▶ Exercise prompt
Once you find the line with "pedestrian. Produce a box around each one." in the data that follows, repeat it and every line after it exactly, through the line with "taillight. Produce a box around each one.".

▶ Material for this exercise
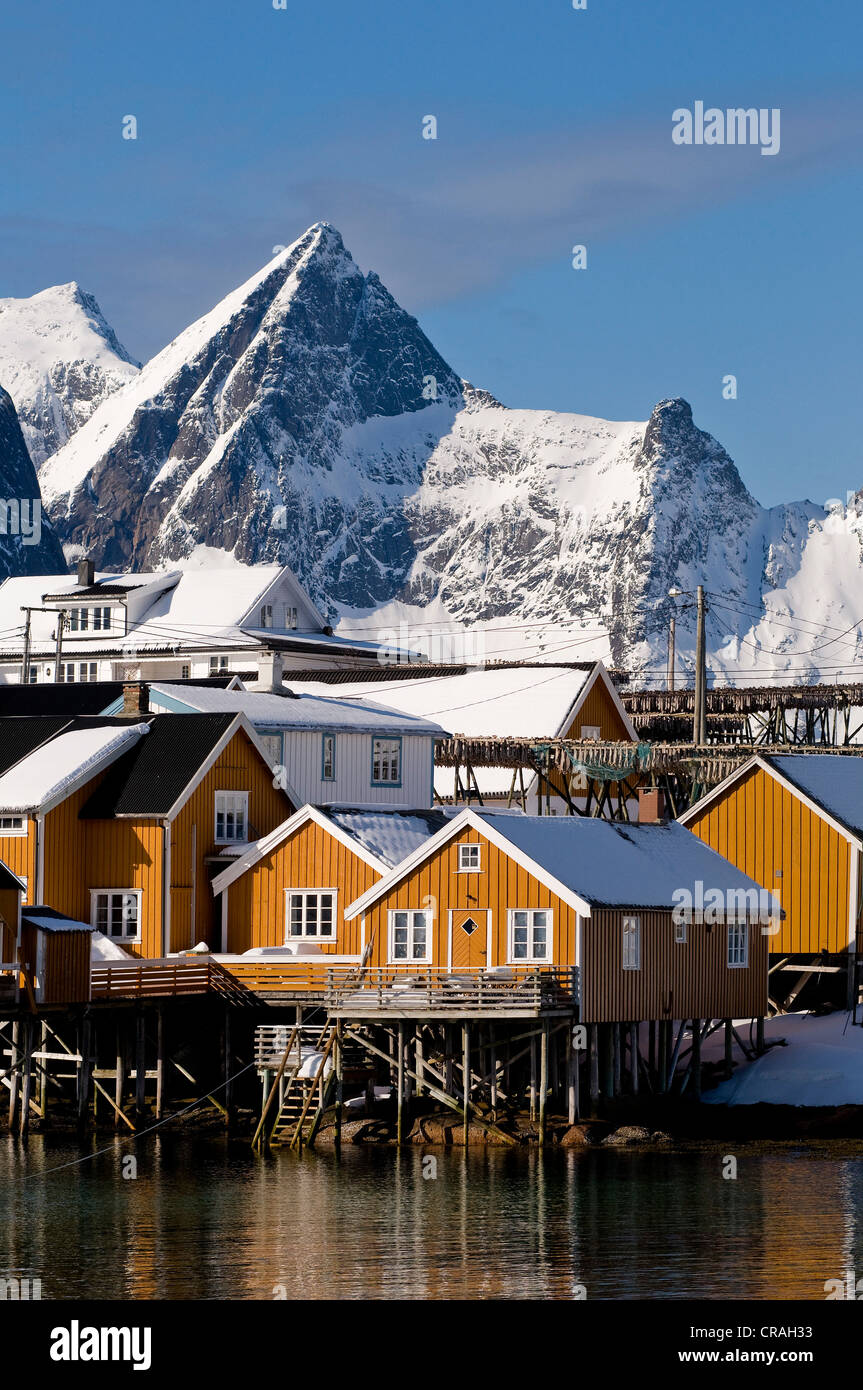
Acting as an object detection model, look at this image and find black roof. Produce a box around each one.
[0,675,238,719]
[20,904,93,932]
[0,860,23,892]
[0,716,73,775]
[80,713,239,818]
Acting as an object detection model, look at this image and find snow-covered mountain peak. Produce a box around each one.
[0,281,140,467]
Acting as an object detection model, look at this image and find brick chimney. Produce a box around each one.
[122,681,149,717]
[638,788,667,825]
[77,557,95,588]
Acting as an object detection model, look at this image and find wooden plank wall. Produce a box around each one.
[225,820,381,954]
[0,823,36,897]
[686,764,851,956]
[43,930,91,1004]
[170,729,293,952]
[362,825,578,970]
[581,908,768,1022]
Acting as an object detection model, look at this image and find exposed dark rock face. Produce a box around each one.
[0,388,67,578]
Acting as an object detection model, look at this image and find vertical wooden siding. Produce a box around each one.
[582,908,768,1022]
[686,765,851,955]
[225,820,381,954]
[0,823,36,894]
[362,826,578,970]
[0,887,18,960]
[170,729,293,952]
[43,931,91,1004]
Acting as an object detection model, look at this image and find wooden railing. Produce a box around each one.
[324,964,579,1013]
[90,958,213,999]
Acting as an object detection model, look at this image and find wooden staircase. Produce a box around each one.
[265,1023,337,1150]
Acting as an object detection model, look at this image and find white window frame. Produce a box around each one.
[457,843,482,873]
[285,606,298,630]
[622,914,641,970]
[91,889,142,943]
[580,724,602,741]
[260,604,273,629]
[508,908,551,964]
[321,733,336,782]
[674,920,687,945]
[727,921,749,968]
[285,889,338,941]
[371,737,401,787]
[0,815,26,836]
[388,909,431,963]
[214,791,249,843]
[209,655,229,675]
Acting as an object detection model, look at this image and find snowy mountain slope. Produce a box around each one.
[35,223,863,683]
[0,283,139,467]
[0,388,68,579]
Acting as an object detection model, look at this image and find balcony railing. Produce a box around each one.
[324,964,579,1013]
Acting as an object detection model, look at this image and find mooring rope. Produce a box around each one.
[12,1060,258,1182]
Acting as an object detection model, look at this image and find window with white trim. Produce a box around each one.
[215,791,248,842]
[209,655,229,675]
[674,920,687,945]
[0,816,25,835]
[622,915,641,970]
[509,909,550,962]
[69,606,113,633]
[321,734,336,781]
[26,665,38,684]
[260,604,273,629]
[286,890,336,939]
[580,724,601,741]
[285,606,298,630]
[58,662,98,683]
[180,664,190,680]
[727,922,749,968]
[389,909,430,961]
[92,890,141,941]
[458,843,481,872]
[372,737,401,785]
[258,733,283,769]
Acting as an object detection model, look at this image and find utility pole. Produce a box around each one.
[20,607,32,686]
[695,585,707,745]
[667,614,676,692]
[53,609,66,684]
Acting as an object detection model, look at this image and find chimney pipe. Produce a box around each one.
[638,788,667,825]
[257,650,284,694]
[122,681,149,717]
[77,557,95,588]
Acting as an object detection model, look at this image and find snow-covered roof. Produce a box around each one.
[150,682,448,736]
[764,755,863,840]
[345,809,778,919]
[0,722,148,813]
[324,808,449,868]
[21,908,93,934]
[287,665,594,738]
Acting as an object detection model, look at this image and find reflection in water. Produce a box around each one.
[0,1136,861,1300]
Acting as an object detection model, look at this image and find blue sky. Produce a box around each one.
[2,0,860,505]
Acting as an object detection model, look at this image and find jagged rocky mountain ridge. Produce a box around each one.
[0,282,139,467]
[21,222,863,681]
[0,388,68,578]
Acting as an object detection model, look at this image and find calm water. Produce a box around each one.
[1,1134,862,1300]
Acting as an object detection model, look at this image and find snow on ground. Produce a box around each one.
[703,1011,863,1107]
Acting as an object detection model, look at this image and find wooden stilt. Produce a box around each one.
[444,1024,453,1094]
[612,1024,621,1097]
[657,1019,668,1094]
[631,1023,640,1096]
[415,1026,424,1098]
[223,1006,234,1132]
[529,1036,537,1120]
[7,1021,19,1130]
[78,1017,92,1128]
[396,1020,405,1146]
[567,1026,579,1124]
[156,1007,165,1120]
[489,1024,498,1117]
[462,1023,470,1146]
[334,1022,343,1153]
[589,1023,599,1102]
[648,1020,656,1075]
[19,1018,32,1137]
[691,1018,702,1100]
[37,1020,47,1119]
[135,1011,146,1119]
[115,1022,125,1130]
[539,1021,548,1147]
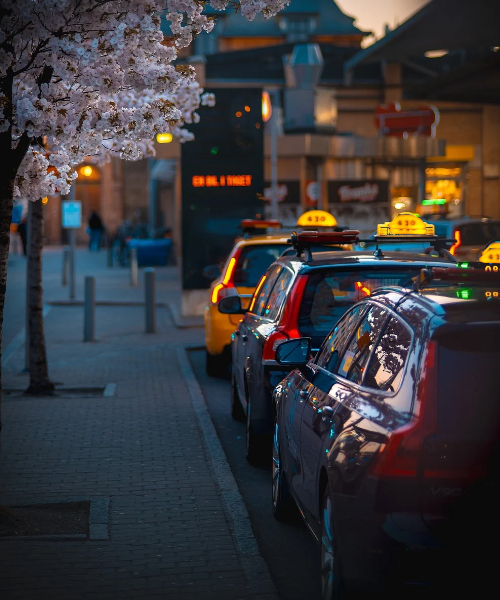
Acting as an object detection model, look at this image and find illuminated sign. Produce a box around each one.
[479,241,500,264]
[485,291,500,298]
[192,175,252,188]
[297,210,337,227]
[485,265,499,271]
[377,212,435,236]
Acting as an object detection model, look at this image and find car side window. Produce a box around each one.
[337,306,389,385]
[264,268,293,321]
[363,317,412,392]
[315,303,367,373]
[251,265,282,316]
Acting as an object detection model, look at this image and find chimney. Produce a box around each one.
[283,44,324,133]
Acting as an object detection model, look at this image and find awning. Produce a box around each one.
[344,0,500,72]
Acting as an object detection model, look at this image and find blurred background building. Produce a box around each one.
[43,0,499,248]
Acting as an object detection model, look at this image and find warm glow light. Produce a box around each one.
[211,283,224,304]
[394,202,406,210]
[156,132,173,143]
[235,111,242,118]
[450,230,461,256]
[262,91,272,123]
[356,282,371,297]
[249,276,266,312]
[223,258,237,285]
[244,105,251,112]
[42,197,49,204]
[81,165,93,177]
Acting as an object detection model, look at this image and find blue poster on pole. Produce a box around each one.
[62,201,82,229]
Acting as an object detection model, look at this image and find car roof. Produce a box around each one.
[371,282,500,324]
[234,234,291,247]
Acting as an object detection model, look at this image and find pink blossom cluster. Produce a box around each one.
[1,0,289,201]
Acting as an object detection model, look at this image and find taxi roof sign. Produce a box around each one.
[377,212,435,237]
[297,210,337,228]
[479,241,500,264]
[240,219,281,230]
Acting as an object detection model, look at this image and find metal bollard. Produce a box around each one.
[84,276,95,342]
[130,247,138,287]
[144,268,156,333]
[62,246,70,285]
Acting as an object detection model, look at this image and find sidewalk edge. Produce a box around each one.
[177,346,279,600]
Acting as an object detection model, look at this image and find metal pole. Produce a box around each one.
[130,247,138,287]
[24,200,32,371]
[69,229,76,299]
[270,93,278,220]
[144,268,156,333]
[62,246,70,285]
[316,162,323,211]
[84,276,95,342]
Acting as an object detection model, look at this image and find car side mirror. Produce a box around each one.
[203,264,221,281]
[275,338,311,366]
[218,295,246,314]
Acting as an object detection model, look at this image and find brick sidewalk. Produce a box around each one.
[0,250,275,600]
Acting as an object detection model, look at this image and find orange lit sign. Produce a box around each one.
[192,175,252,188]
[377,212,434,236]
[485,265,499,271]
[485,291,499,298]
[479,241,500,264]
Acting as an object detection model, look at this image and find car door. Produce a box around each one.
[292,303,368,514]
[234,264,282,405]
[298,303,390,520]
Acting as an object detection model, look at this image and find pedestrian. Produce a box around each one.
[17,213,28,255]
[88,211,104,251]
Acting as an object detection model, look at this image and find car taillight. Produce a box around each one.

--

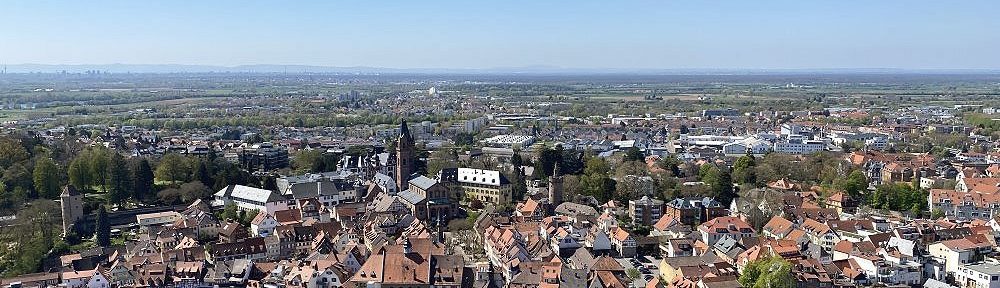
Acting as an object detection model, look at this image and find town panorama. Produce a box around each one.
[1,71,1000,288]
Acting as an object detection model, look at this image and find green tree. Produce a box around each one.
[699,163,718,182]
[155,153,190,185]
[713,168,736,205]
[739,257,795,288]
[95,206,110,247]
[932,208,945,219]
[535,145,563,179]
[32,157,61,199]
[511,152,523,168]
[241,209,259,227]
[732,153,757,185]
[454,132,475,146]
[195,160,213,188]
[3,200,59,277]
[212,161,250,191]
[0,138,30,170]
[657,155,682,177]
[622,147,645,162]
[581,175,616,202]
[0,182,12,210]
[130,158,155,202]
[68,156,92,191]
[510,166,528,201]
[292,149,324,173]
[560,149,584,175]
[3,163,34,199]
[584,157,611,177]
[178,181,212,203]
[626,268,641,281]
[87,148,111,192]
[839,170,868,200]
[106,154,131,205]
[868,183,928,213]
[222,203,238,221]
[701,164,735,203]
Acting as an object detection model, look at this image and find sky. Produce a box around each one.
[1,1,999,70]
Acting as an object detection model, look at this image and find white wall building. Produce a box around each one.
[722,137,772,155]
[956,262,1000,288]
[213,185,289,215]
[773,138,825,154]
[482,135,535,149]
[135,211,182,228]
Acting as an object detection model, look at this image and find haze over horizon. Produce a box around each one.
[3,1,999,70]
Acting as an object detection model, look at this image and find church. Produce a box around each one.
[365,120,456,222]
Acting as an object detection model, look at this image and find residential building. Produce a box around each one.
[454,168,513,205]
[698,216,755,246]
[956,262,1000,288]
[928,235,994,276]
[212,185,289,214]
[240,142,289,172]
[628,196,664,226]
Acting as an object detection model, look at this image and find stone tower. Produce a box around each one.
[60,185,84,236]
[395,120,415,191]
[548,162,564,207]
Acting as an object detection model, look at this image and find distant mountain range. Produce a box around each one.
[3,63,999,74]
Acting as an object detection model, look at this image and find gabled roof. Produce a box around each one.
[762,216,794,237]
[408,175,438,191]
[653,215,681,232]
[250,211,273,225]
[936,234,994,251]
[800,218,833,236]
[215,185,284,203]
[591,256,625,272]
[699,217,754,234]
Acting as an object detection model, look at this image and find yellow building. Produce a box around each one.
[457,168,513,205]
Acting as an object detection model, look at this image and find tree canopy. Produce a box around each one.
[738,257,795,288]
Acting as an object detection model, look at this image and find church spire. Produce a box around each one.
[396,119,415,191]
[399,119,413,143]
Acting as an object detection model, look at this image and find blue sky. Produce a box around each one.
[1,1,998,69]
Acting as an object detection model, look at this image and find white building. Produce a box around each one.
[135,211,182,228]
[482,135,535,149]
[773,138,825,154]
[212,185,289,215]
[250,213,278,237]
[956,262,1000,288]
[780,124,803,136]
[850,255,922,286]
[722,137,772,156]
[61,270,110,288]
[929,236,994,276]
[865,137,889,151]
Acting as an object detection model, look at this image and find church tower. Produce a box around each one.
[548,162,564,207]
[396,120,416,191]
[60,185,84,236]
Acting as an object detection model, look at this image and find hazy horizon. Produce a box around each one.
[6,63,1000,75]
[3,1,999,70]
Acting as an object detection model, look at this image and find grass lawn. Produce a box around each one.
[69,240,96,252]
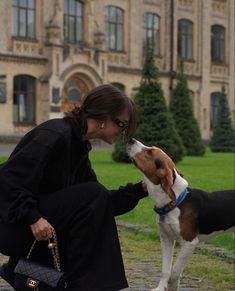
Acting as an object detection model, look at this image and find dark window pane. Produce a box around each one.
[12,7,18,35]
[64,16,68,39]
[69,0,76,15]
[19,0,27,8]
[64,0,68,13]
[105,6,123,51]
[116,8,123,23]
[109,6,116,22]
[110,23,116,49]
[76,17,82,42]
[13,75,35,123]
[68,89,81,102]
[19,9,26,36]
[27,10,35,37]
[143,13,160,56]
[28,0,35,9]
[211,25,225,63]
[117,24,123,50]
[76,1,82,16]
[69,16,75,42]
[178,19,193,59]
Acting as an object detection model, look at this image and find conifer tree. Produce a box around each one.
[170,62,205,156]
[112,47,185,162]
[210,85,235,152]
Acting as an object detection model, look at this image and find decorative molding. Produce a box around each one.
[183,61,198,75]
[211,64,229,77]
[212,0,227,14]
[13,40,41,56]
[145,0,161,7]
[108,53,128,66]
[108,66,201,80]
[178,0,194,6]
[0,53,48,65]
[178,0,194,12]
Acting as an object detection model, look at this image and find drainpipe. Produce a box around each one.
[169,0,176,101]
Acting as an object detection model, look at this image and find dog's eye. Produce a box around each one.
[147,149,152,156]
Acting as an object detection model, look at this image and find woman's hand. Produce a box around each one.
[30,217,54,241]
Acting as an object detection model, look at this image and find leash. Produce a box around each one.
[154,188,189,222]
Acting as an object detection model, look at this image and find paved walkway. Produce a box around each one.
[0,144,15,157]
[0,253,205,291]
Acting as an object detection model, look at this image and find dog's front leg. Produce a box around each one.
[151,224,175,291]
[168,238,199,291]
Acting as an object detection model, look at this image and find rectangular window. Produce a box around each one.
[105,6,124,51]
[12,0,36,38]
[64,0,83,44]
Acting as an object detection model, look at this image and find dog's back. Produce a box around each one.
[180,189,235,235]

---

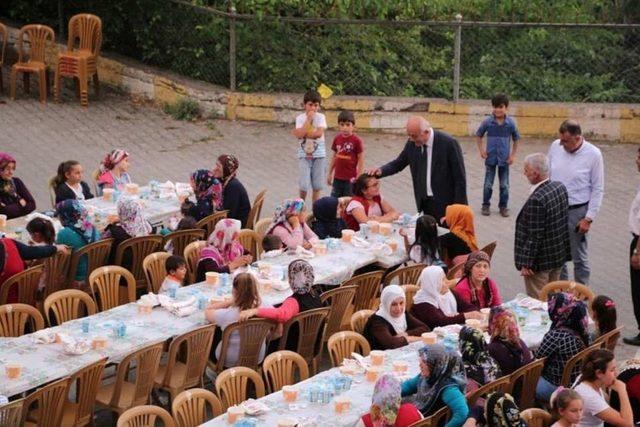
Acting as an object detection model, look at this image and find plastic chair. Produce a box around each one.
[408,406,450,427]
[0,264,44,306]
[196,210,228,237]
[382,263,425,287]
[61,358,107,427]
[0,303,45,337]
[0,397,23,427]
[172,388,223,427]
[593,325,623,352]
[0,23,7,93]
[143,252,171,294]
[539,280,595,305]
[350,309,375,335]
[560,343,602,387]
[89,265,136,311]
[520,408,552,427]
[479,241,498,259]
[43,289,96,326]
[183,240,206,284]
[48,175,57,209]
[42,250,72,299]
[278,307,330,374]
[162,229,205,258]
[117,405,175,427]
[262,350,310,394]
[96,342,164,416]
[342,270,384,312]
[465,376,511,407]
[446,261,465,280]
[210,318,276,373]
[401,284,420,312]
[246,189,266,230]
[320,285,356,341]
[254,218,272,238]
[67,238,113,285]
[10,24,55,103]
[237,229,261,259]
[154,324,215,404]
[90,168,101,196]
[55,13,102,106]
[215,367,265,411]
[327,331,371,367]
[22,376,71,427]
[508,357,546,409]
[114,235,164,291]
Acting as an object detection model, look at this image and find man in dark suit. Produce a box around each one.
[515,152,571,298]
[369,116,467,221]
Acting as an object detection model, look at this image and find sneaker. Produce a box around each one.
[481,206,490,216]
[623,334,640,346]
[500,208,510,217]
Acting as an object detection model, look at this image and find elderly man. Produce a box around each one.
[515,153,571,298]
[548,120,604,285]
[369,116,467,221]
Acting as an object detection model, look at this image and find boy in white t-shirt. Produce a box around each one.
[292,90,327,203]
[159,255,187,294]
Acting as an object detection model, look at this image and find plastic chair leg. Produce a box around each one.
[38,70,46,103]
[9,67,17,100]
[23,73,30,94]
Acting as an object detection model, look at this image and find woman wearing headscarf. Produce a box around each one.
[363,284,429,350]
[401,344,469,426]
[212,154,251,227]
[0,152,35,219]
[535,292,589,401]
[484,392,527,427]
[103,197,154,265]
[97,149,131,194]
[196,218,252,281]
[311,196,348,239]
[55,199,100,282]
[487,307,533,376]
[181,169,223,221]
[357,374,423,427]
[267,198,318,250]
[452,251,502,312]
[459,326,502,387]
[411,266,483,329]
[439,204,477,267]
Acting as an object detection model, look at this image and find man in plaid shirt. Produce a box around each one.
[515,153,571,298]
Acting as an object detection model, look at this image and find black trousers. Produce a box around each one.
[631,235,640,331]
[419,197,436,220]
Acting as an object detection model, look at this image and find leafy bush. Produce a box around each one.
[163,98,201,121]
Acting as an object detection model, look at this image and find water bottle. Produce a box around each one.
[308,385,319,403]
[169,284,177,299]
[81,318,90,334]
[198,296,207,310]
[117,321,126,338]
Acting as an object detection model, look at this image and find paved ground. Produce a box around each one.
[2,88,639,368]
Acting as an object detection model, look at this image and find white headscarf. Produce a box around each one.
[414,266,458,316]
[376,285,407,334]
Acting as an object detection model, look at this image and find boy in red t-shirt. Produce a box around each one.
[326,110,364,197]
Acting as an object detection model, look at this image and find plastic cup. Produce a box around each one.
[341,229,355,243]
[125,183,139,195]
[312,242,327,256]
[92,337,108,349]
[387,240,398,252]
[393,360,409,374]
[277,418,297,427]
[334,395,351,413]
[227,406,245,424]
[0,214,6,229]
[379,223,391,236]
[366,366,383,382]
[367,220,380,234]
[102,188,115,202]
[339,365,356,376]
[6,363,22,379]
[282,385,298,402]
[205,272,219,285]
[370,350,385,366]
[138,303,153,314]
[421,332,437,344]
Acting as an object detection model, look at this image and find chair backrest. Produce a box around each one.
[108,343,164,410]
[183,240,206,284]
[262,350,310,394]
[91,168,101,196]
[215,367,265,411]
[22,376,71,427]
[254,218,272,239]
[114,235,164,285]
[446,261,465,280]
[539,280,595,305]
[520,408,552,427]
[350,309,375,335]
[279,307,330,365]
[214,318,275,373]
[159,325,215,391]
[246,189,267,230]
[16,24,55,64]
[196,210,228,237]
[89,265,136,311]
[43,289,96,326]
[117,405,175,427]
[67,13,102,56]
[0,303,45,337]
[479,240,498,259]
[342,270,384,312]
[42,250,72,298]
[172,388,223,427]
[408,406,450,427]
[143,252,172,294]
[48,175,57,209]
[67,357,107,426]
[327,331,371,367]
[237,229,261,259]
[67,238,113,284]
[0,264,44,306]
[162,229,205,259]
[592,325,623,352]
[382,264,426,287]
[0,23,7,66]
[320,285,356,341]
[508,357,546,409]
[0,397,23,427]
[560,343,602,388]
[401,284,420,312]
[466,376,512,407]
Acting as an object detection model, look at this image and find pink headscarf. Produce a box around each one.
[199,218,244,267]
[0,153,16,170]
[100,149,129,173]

▶ Your response
Acting as an object detection model, look at this image and find pedestrian. Produce a box around each one.
[17,213,28,255]
[88,211,104,251]
Acting as an object detection model, look at this image and find car taillight. Produce a box around each one.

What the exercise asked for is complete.